▶ TEXTE PRÉSENTÉ
══════════

Spéculation sur la faim
M. Jean Desessard . - Dans le monde, dans notre monde, une personne sur neuf souffre de la faim. Des apprentis-sorciers parient sur les OGM, alors que le manque de nourriture est lié, avant tout, aux conflits armés, au changement climatique, à la concurrence déloyale des pays développés et au prix de la nourriture. Celui des matières premières, de plus en plus volatil, est dévastateur pour les populations les plus fragiles. Cette volatilité est le résultat de la financiarisation des marchés alimentaires et agricoles. Comme l'a montré la Banque mondiale, les banques françaises - BNP Paribas, Société générale, Natixis - en sont tout particulièrement responsables, en proposant aux investisseurs des fonds indiciels de matières premières, fonds qui ont causé la flambée des prix alimentaires de 2008. Où en sommes-nous de l'application des mesures d'encadrement de la spéculation agricole prévues par la loi bancaire ? Comment agit l'Autorité des marchés financiers (AMF) ?
Au-delà, la spéculation sur la faim est-elle politiquement acceptable, quand on voit avec quelle facilité BNP a pu absorber son amende américaine de 9 milliards - preuve que le monde de la spéculation ne connaît pas la famine ! - et que le gouvernement vient d'obtenir un rabais considérable pour les banques françaises dans leur contribution au Fonds de résolution européen ?
M. Christian Eckert, secrétaire d'État auprès du ministre des finances et des comptes publics, chargé du budget . - La loi bancaire française de juillet 2013 a anticipé les règles européennes. Votre groupe nous y a aidés. Le pouvoir de supervision de l'AMF a été renforcé sur les marchés de matières premières agricoles et des limites de position introduites sur les instruments financiers qui ont pour sous-jacents lesdites matières. Un reporting quotidien doit être fait à l'AMF. Les banques ne peuvent détenir des stocks physiques pour influer sur les marchés.

══════════

▶ LES DONNÉES
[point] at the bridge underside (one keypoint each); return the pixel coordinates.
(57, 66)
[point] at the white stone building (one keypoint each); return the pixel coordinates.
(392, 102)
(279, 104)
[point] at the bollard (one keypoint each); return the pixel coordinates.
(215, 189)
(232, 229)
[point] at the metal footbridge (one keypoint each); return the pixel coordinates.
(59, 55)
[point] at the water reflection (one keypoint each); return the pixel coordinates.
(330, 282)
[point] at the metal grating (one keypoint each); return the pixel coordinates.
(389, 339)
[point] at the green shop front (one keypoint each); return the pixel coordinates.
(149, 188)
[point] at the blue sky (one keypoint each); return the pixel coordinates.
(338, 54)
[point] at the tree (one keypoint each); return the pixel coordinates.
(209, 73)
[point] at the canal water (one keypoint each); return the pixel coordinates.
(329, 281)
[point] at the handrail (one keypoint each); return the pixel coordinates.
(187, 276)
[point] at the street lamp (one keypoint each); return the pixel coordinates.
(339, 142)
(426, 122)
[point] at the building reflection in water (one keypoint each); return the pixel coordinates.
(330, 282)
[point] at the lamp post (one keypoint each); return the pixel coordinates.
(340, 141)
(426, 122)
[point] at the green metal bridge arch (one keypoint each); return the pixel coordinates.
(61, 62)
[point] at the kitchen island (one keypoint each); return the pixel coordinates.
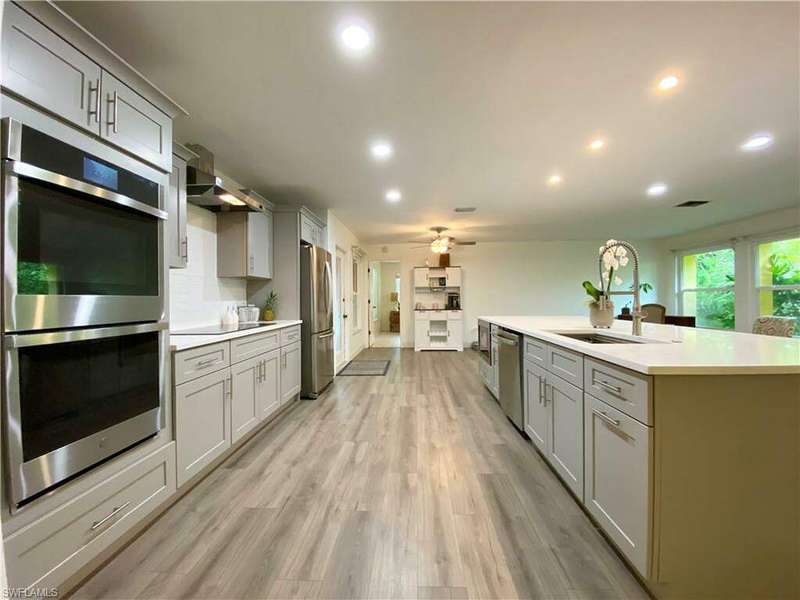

══════════

▶ TRAVAIL DEMANDÉ
(a) Dans le texte sur la spéculation sur la faim, résumez s'il vous plaît sous forme de liste le paragraphe qui commence par « M. Christian Eckert, secrétaire d'État », en conservant ses faits principaux.
(b) Réécrivez le passage du texte sur la spéculation sur la faim allant de « M. Christian Eckert, secrétaire » jusqu'à « sur les marchés. ». Remplacez-y « reporting quotidien » par « rapport quotidien ».

▶ RÉPONSES ATTENDUES
(a)
- La loi bancaire française de juillet 2013 a anticipé les règles européennes.
- Le pouvoir de supervision de l'AMF a été renforcé sur les marchés de matières premières agricoles.
- Des limites de position ont été introduites sur les instruments financiers qui ont ces matières pour sous-jacents.
- Un reporting quotidien doit être fait à l'AMF.
- Les banques ne peuvent pas détenir de stocks physiques pour influer sur les marchés.

(b)
M. Christian Eckert, secrétaire d'État auprès du ministre des finances et des comptes publics, chargé du budget . - La loi bancaire française de juillet 2013 a anticipé les règles européennes. Votre groupe nous y a aidés. Le pouvoir de supervision de l'AMF a été renforcé sur les marchés de matières premières agricoles et des limites de position introduites sur les instruments financiers qui ont pour sous-jacents lesdites matières. Un rapport quotidien doit être fait à l'AMF. Les banques ne peuvent détenir des stocks physiques pour influer sur les marchés.